Provided information:
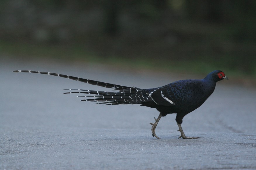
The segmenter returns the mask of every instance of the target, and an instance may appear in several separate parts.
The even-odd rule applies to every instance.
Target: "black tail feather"
[[[113,89],[114,90],[122,90],[127,88],[134,88],[134,87],[127,87],[127,86],[121,86],[120,85],[117,85],[114,84],[111,84],[111,83],[105,83],[101,82],[98,82],[98,81],[95,81],[95,80],[90,80],[86,79],[83,79],[80,77],[74,77],[73,76],[48,72],[36,71],[30,70],[15,70],[13,71],[13,72],[31,72],[51,75],[69,79],[72,80],[75,80],[76,81],[81,82],[82,82],[85,83],[88,83],[88,84],[90,84],[93,85],[96,85],[97,86],[101,86],[101,87],[103,87],[110,88]]]
[[[64,90],[77,90],[82,91],[68,92],[64,94],[81,93],[93,95],[85,95],[79,97],[94,98],[94,99],[84,99],[81,101],[96,102],[95,104],[105,104],[106,105],[138,104],[142,103],[152,102],[147,91],[134,87],[127,87],[114,84],[104,83],[89,79],[47,72],[35,71],[31,70],[19,70],[14,71],[15,72],[24,72],[48,74],[55,76],[69,79],[93,85],[103,87],[112,88],[118,90],[117,92],[96,91],[82,89],[64,89]]]

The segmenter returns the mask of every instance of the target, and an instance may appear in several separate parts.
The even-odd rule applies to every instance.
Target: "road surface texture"
[[[0,169],[255,169],[256,90],[217,83],[213,94],[183,119],[193,139],[178,139],[176,114],[162,118],[152,137],[156,109],[139,105],[80,102],[62,89],[107,90],[16,70],[51,72],[142,88],[204,76],[111,69],[79,62],[0,63]],[[206,75],[205,75],[205,76]]]

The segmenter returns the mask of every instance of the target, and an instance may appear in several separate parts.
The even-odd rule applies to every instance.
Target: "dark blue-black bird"
[[[13,72],[32,72],[58,76],[82,82],[93,85],[110,88],[114,91],[96,91],[82,89],[65,89],[79,91],[69,92],[64,94],[79,93],[86,94],[79,97],[92,97],[81,101],[95,102],[95,104],[114,105],[139,104],[155,108],[160,112],[155,122],[152,125],[153,137],[160,138],[155,134],[155,128],[162,116],[168,114],[176,113],[175,120],[181,136],[179,138],[196,139],[199,137],[188,137],[185,135],[181,124],[187,114],[202,105],[211,95],[215,88],[216,83],[223,79],[228,80],[224,73],[215,70],[210,73],[204,79],[179,80],[162,87],[143,89],[135,87],[127,87],[107,83],[95,81],[73,76],[47,72],[19,70]],[[116,91],[118,91],[116,92]],[[91,95],[88,95],[90,94]]]

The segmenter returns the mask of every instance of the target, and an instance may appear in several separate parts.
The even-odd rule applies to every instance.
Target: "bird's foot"
[[[185,134],[184,134],[184,132],[183,132],[183,130],[182,130],[182,128],[181,128],[181,124],[179,123],[177,123],[177,124],[178,125],[178,126],[179,127],[179,129],[178,130],[178,131],[180,132],[181,134],[181,135],[179,137],[179,139],[181,137],[182,137],[182,138],[184,139],[197,139],[199,138],[200,138],[200,137],[186,137],[186,135],[185,135]]]
[[[182,139],[197,139],[200,138],[200,137],[187,137],[185,135],[184,135],[183,136],[180,135],[180,137],[179,137],[179,139],[181,137],[182,137]]]
[[[149,123],[149,124],[152,125],[152,128],[151,128],[151,131],[152,132],[152,136],[153,137],[155,137],[159,139],[161,139],[161,138],[157,136],[155,134],[155,128],[156,128],[156,126],[157,125],[157,124],[158,123],[158,122],[161,118],[162,116],[160,115],[158,116],[158,118],[157,119],[155,117],[154,118],[155,118],[155,122],[153,124],[152,123]]]
[[[155,137],[159,139],[161,139],[161,138],[157,136],[155,134],[155,128],[156,127],[156,125],[157,124],[156,124],[155,123],[153,124],[152,123],[149,123],[149,124],[152,125],[152,128],[151,128],[152,136],[153,136],[153,137]]]

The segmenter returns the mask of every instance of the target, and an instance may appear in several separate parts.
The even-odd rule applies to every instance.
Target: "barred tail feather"
[[[85,95],[78,97],[94,98],[96,98],[83,99],[81,101],[97,102],[95,104],[106,104],[114,105],[120,104],[138,104],[146,102],[152,101],[148,95],[143,92],[141,89],[136,88],[136,90],[124,90],[121,91],[133,92],[131,93],[124,92],[113,92],[83,90],[79,89],[65,89],[65,90],[78,90],[82,91],[75,91],[65,93],[64,94],[81,93],[93,95]]]
[[[96,98],[84,99],[81,101],[96,102],[97,104],[115,105],[127,104],[141,104],[142,103],[153,102],[148,93],[145,90],[134,87],[127,87],[114,84],[95,81],[47,72],[35,71],[29,70],[16,70],[15,72],[30,72],[51,75],[69,79],[93,85],[112,88],[118,90],[117,92],[89,90],[82,89],[64,89],[64,90],[76,90],[79,91],[68,92],[64,94],[81,93],[93,95],[80,96],[79,97],[94,98]]]
[[[67,75],[57,74],[56,73],[53,73],[52,72],[44,72],[41,71],[32,71],[30,70],[15,70],[13,71],[13,72],[30,72],[33,73],[36,73],[38,74],[46,74],[61,77],[67,79],[69,79],[72,80],[75,80],[76,81],[78,81],[79,82],[81,82],[86,83],[90,84],[93,85],[96,85],[103,87],[106,87],[107,88],[110,88],[113,89],[114,90],[122,90],[124,89],[127,88],[134,88],[133,87],[127,87],[127,86],[120,86],[120,85],[117,85],[114,84],[111,84],[111,83],[105,83],[101,82],[99,82],[98,81],[95,81],[92,80],[87,79],[83,79],[80,77],[74,77],[70,76],[68,76]]]

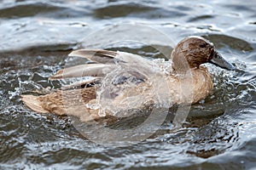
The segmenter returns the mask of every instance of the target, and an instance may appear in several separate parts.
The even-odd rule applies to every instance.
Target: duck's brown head
[[[207,62],[227,70],[235,69],[216,51],[213,43],[201,37],[189,37],[179,42],[172,53],[172,60],[177,71],[199,68]]]

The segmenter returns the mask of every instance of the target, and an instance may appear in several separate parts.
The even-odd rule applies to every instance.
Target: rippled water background
[[[255,169],[256,2],[224,2],[0,1],[0,168]],[[59,86],[48,76],[84,37],[121,23],[157,29],[174,43],[203,36],[238,69],[209,65],[214,90],[192,106],[187,125],[172,130],[167,118],[154,135],[126,147],[94,144],[67,119],[22,105],[21,94]],[[159,55],[127,46],[105,48]]]

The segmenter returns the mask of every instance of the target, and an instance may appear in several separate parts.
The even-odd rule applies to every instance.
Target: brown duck
[[[127,108],[145,108],[154,104],[170,107],[173,104],[194,104],[205,99],[212,89],[211,75],[201,64],[235,69],[212,42],[201,37],[189,37],[179,42],[169,63],[155,64],[133,54],[108,50],[79,49],[69,55],[84,57],[93,63],[61,70],[50,80],[81,76],[94,79],[45,95],[22,95],[22,101],[29,108],[38,113],[73,115],[87,122],[116,116]],[[90,82],[96,85],[75,88]]]

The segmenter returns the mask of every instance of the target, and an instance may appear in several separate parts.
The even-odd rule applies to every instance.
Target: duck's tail
[[[38,96],[34,95],[21,95],[21,100],[32,110],[38,113],[48,113],[49,111],[44,110],[41,102],[38,100]]]

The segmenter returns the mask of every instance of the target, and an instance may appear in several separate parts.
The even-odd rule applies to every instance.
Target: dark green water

What the task asks: Transcribe the listing above verbatim. Omit the pictures.

Output for this task:
The segmenter returns the mask of every instance of the target, and an instance may appear in several separate parts.
The even-odd rule applies to every instance.
Target: "black tail feather"
[[[113,89],[114,90],[122,90],[127,88],[134,88],[134,87],[127,87],[127,86],[121,86],[120,85],[117,85],[114,84],[111,84],[111,83],[105,83],[101,82],[98,82],[98,81],[95,81],[95,80],[90,80],[86,79],[83,79],[80,77],[74,77],[73,76],[48,72],[36,71],[30,70],[15,70],[13,71],[13,72],[31,72],[51,75],[69,79],[72,80],[75,80],[76,81],[81,82],[82,82],[85,83],[88,83],[88,84],[90,84],[93,85],[96,85],[97,86],[101,86],[101,87],[103,87],[110,88]]]
[[[64,90],[77,90],[82,91],[68,92],[64,94],[81,93],[93,95],[85,95],[79,97],[94,98],[94,99],[84,99],[81,101],[96,102],[95,104],[105,104],[106,105],[138,104],[142,103],[152,102],[147,91],[134,87],[127,87],[114,84],[104,83],[89,79],[47,72],[35,71],[31,70],[19,70],[14,71],[15,72],[24,72],[48,74],[55,76],[69,79],[93,85],[103,87],[112,88],[118,90],[117,92],[96,91],[82,89],[64,89]]]

The segmenter returns the mask of every instance of the target, and an instance may appear in several separate parts.
The even-odd rule applies to every instance.
Target: "road surface texture"
[[[0,169],[255,169],[256,90],[217,83],[213,94],[183,119],[193,139],[178,139],[176,114],[162,118],[152,137],[156,109],[139,105],[80,102],[62,89],[107,90],[16,70],[51,72],[142,88],[204,76],[111,69],[79,62],[0,63]],[[206,75],[205,75],[205,76]]]

The segmenter returns the mask of every instance of the target, and an instance may appear in several separate parts.
The even-odd rule applies to every instance.
Target: "dark blue-black bird"
[[[13,72],[32,72],[58,76],[82,82],[93,85],[110,88],[114,91],[96,91],[82,89],[65,89],[79,91],[69,92],[64,94],[79,93],[86,94],[79,97],[92,97],[81,101],[95,102],[95,104],[114,105],[139,104],[155,108],[160,112],[155,122],[152,125],[153,137],[160,138],[155,134],[155,128],[162,116],[168,114],[176,113],[175,120],[181,136],[179,138],[196,139],[199,137],[188,137],[185,135],[181,124],[187,114],[202,105],[211,95],[215,88],[216,83],[223,79],[228,80],[224,73],[215,70],[210,73],[204,79],[179,80],[162,87],[143,89],[135,87],[127,87],[107,83],[95,81],[73,76],[47,72],[19,70]],[[116,91],[118,91],[116,92]],[[91,95],[88,95],[90,94]]]

The segmenter returns the mask of every instance of the target, and an instance may appear in several separate parts.
The even-odd rule applies to every instance.
Target: "bird's foot"
[[[185,134],[184,134],[184,132],[183,132],[183,130],[182,130],[182,128],[181,128],[181,124],[179,123],[177,123],[177,124],[178,125],[178,126],[179,127],[179,129],[178,130],[178,131],[180,132],[181,134],[181,135],[179,137],[179,139],[181,137],[182,137],[182,138],[184,139],[197,139],[199,138],[200,138],[200,137],[186,137],[186,135],[185,135]]]
[[[182,139],[197,139],[200,138],[200,137],[187,137],[185,135],[184,135],[183,136],[180,135],[180,137],[179,137],[179,139],[181,137],[182,137]]]
[[[149,123],[149,124],[152,125],[152,128],[151,128],[151,131],[152,132],[152,136],[153,137],[155,137],[159,139],[161,139],[161,138],[157,136],[155,134],[155,128],[156,128],[156,126],[157,125],[157,124],[158,123],[158,122],[161,118],[162,116],[160,115],[158,116],[158,118],[157,119],[155,117],[154,118],[155,118],[155,122],[153,124],[152,123]]]
[[[155,137],[159,139],[161,139],[161,138],[157,136],[155,134],[155,128],[156,127],[156,125],[157,124],[156,124],[155,123],[153,124],[152,123],[149,123],[149,124],[152,125],[152,128],[151,128],[152,136],[153,136],[153,137]]]

The segmenter returns the mask of every instance of the target, and an instance may appear in several separate parts.
The even-odd rule applies to every instance.
Target: "barred tail feather"
[[[85,95],[78,97],[94,98],[96,98],[83,99],[81,101],[97,102],[95,104],[106,104],[114,105],[120,104],[138,104],[146,102],[152,101],[148,95],[143,92],[141,89],[136,88],[136,90],[124,90],[121,91],[133,92],[131,93],[124,92],[113,92],[83,90],[79,89],[65,89],[65,90],[78,90],[82,91],[75,91],[65,93],[64,94],[81,93],[93,95]]]
[[[96,98],[84,99],[81,101],[96,102],[97,104],[115,105],[127,104],[141,104],[142,103],[153,102],[148,93],[145,90],[134,87],[127,87],[114,84],[95,81],[47,72],[35,71],[29,70],[16,70],[15,72],[30,72],[51,75],[69,79],[93,85],[112,88],[118,90],[117,92],[89,90],[82,89],[64,89],[64,90],[76,90],[79,91],[68,92],[64,94],[81,93],[93,95],[80,96],[79,97],[94,98]]]
[[[67,75],[57,74],[56,73],[53,73],[52,72],[44,72],[41,71],[32,71],[30,70],[15,70],[13,71],[13,72],[30,72],[33,73],[36,73],[38,74],[46,74],[61,77],[67,79],[69,79],[72,80],[75,80],[76,81],[78,81],[79,82],[81,82],[86,83],[90,84],[93,85],[96,85],[103,87],[106,87],[107,88],[110,88],[113,89],[114,90],[122,90],[124,89],[127,88],[134,88],[133,87],[127,87],[127,86],[120,86],[120,85],[117,85],[114,84],[111,84],[111,83],[105,83],[101,82],[99,82],[98,81],[95,81],[92,80],[87,79],[83,79],[80,77],[74,77],[70,76],[68,76]]]

The segmenter returns the mask of every instance of the target, and an instance may appear in several separate parts.
The even-odd rule applies to every instance.
Target: duck's brown head
[[[207,62],[227,70],[235,69],[216,51],[213,43],[201,37],[189,37],[179,42],[172,53],[172,60],[177,71],[199,68]]]

The segmenter returns the mask of every instance of the target, and an instance may appear in several separate parts.
The even-odd rule applies to every instance.
Target: rippled water background
[[[255,169],[256,2],[224,2],[0,1],[0,168]],[[59,86],[48,76],[84,37],[121,23],[157,29],[174,43],[203,36],[238,69],[209,65],[214,90],[192,106],[187,125],[172,130],[167,118],[154,135],[126,147],[94,144],[67,119],[22,105],[21,94]],[[159,55],[127,46],[105,48]]]

The segmenter returns the mask of every instance of the target, and an instance may appear in several separate parts.
The even-odd rule applies to every instance.
Target: brown duck
[[[127,108],[145,108],[154,104],[170,107],[173,104],[194,104],[205,99],[212,89],[211,75],[201,64],[235,69],[212,42],[201,37],[189,37],[179,42],[169,63],[155,64],[133,54],[108,50],[79,49],[69,55],[84,57],[93,63],[61,70],[50,80],[81,76],[94,79],[45,95],[22,95],[22,101],[29,108],[38,113],[73,115],[87,122],[116,116]],[[90,82],[96,85],[75,88]]]

The segmenter returns the mask of every instance of the target, and an instance may appear in several separate parts.
The even-odd rule applies to every instance.
Target: duck's tail
[[[38,96],[34,95],[21,95],[21,100],[32,110],[38,113],[48,113],[49,111],[44,110],[41,102],[38,100]]]

The segmenter returns the mask of every instance of the target, and an instance may appear in several separate parts.
The even-odd rule applies to every instance.
Target: dark green water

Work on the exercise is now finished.